### AIM
Format the rows from the start through the line containing "254 404 327 429" as a two-column CSV with the header instruction,response. Each CSV line should hold a text and the answer that follows it, each in a single quoted field with line breaks replaced by spaces.
___ PROVIDED DATA ___
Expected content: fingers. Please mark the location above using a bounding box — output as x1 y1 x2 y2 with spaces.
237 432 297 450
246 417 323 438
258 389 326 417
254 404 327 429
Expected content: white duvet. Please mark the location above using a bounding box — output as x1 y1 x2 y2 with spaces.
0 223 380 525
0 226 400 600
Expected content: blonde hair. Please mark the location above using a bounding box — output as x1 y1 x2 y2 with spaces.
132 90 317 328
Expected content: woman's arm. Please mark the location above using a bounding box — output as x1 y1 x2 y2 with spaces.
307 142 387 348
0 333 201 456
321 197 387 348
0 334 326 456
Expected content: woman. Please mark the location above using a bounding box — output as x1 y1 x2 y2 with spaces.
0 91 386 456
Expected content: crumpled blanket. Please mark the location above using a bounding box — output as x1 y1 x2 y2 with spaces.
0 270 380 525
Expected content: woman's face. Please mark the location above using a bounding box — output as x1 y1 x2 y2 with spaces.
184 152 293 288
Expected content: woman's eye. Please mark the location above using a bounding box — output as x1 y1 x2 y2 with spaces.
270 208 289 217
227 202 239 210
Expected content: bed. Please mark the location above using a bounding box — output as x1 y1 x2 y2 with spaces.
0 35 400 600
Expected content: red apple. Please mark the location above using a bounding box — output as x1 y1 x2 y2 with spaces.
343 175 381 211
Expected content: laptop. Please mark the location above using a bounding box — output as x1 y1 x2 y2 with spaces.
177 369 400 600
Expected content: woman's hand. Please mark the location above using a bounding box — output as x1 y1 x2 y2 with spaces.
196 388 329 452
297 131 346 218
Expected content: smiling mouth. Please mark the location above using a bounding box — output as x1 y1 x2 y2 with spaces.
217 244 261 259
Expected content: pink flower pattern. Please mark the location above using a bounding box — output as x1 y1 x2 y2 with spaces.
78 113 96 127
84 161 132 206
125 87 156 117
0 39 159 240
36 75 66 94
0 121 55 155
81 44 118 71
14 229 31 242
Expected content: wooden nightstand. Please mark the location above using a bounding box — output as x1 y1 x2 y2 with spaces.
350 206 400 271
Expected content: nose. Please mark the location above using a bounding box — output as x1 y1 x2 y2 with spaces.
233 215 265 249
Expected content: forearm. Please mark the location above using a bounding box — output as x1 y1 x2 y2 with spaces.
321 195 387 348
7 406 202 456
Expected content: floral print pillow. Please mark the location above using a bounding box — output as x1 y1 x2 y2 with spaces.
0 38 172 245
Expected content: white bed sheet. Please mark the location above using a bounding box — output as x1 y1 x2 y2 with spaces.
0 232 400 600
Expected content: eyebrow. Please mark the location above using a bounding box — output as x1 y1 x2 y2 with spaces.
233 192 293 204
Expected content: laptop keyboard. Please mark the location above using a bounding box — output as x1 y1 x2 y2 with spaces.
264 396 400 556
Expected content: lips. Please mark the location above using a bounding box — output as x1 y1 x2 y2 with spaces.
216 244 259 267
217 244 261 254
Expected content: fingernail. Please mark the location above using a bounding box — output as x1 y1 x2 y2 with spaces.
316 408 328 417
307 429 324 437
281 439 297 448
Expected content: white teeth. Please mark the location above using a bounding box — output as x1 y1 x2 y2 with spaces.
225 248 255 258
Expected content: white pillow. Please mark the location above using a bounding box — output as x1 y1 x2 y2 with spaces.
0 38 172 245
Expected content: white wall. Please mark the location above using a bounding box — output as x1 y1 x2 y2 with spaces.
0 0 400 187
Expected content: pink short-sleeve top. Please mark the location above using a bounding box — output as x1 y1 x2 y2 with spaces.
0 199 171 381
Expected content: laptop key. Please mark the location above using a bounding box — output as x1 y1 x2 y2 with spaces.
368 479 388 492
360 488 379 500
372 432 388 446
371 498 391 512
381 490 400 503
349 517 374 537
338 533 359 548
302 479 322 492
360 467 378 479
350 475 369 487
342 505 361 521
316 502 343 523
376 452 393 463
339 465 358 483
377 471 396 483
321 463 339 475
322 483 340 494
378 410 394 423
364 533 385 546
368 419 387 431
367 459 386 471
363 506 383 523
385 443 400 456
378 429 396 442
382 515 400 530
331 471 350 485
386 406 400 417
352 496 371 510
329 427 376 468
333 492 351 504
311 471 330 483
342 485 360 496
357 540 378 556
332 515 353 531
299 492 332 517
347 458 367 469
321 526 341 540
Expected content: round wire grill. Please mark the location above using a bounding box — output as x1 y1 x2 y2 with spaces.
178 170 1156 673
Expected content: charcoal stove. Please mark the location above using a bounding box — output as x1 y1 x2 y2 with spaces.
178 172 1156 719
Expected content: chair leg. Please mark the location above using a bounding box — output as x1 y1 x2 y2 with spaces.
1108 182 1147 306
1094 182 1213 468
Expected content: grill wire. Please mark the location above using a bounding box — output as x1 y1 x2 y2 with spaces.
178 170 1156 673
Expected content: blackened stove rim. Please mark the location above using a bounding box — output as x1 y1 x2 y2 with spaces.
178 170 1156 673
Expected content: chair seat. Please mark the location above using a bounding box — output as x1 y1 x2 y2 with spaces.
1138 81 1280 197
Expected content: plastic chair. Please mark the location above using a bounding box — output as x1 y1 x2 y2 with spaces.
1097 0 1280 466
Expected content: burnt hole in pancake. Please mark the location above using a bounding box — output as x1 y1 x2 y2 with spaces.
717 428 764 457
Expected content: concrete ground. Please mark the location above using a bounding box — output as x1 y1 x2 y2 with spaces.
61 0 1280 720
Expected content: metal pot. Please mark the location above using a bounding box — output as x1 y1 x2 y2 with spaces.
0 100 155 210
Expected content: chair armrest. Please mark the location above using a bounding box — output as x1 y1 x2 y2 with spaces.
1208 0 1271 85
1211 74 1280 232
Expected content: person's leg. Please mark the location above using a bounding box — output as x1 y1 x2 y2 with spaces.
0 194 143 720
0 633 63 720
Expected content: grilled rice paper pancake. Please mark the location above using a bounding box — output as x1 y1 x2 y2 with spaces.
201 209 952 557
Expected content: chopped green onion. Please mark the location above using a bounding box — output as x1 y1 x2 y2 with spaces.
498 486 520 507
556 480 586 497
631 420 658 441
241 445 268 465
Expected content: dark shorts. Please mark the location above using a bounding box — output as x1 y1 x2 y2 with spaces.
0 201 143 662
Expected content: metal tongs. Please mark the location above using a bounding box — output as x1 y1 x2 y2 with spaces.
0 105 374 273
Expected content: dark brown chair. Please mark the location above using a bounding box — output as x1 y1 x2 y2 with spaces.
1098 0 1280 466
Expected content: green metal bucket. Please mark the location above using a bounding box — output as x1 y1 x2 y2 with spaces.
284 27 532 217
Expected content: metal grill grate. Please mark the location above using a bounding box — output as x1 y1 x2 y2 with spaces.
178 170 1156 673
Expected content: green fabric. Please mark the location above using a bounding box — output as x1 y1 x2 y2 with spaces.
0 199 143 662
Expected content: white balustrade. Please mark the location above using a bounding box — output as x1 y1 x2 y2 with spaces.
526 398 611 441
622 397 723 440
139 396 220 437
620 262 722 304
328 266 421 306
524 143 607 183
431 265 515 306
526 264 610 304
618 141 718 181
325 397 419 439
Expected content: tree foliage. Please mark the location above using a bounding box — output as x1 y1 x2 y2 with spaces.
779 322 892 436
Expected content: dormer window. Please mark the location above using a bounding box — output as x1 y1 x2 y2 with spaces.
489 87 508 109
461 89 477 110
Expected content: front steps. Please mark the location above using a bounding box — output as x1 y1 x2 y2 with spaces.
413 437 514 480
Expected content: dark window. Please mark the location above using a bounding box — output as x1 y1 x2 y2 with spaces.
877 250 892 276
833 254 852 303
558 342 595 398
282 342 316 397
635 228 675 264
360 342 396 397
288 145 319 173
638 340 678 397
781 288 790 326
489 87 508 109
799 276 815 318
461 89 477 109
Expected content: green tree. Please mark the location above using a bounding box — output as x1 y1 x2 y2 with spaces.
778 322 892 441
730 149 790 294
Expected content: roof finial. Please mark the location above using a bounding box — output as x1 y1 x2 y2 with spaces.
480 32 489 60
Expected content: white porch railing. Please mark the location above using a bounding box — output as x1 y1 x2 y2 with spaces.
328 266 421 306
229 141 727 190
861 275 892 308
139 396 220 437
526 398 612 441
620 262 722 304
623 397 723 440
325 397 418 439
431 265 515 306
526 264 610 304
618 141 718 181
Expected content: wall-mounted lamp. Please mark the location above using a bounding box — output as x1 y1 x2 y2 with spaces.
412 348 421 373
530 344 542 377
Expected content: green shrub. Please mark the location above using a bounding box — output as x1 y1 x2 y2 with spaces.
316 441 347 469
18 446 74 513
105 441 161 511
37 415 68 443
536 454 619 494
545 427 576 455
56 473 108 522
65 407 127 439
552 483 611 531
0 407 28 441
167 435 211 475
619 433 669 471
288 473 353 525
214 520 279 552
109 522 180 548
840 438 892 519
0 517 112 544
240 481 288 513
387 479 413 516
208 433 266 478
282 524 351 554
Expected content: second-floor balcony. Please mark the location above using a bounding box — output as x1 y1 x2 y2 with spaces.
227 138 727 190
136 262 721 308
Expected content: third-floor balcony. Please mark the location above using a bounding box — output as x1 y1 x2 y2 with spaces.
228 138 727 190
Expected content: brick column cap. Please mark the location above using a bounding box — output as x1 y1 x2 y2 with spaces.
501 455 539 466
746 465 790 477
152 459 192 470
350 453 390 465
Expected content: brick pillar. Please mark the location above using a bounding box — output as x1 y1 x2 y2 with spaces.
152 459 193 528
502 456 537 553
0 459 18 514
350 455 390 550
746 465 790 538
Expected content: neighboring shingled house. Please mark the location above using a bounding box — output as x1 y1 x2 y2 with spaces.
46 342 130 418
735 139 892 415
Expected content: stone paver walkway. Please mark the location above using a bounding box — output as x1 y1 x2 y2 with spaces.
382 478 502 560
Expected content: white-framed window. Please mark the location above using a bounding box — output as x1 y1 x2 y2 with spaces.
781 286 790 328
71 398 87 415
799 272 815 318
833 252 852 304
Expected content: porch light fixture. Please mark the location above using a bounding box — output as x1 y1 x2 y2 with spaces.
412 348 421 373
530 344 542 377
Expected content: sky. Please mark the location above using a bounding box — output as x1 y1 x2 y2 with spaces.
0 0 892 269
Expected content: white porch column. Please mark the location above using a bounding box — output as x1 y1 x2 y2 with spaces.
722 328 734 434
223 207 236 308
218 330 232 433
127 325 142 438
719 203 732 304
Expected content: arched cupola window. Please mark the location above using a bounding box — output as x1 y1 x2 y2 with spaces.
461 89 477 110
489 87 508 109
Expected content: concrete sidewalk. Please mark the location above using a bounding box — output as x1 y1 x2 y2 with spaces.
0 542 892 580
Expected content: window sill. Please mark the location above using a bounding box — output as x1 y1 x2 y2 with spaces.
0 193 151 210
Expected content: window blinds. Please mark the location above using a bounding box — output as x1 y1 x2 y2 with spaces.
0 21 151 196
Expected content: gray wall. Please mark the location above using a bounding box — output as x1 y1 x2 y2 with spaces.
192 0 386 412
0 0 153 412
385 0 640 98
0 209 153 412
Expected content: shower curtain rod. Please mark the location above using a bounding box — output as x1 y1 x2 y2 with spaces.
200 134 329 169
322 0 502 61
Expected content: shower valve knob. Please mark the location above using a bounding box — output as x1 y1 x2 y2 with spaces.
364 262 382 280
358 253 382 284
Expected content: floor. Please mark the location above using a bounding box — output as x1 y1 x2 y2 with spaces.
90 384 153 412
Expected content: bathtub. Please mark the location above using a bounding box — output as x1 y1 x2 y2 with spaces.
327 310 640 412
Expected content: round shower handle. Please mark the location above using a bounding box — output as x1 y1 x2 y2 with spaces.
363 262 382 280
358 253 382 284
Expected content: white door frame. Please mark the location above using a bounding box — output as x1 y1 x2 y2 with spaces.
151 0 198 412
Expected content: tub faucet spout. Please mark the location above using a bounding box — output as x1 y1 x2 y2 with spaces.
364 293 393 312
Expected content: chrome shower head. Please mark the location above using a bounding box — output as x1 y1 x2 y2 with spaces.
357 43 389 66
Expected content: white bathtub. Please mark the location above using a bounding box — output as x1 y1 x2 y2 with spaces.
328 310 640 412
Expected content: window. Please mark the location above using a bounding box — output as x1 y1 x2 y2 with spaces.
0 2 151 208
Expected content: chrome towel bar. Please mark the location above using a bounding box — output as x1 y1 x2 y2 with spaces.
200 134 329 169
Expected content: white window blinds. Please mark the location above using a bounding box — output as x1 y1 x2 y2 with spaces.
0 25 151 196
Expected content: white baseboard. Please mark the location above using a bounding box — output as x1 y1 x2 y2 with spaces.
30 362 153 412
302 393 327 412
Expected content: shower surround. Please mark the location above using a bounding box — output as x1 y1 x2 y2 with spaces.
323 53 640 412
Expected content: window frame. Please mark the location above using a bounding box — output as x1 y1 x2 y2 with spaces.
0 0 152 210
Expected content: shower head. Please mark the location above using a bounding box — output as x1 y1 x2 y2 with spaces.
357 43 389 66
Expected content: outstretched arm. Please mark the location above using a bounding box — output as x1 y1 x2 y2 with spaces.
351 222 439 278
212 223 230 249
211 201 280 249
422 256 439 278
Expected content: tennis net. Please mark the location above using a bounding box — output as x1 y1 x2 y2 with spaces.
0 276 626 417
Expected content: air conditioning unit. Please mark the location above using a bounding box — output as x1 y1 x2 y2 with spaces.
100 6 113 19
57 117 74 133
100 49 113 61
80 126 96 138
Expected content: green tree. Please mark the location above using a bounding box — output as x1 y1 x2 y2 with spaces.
___
### OUTPUT OF THE TASK
instruction,response
"Expected content: fingers. Please mark the location above using a bounding box — output as x1 y1 x2 y2 with spaces.","237 432 297 450 246 417 323 438 258 389 326 417 254 404 327 429"